→ WHAT YOU SHOULD DO:
Pick out every line in the listing below that contains the word "segment", and copy each one in full.
--- Begin INPUT MATERIAL ---
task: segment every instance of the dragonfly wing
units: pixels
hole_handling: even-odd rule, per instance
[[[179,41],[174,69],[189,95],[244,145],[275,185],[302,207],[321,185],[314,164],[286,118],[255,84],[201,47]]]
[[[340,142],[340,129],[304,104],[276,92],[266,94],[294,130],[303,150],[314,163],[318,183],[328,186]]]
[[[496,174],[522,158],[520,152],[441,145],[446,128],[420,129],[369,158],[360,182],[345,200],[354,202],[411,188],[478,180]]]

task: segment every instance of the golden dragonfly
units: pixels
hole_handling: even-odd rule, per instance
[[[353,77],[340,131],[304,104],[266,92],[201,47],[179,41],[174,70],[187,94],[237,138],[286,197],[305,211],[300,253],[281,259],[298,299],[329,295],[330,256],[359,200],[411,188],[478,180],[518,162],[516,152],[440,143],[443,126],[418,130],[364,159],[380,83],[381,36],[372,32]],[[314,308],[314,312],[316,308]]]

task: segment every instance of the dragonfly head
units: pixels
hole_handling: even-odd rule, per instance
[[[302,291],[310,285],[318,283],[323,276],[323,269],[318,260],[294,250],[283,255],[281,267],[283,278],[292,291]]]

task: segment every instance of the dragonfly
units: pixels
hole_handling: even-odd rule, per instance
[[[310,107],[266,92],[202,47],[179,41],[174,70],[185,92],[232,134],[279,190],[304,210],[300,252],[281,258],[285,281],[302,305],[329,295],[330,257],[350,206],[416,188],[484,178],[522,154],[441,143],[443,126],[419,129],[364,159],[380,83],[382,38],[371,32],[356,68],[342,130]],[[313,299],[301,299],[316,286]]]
--- End INPUT MATERIAL ---
→ FINISHED TASK:
task: segment every instance of the dragonfly wing
task: segment every instance of the golden dragonfly
task: segment every instance of the dragonfly head
task: segment every instance of the dragonfly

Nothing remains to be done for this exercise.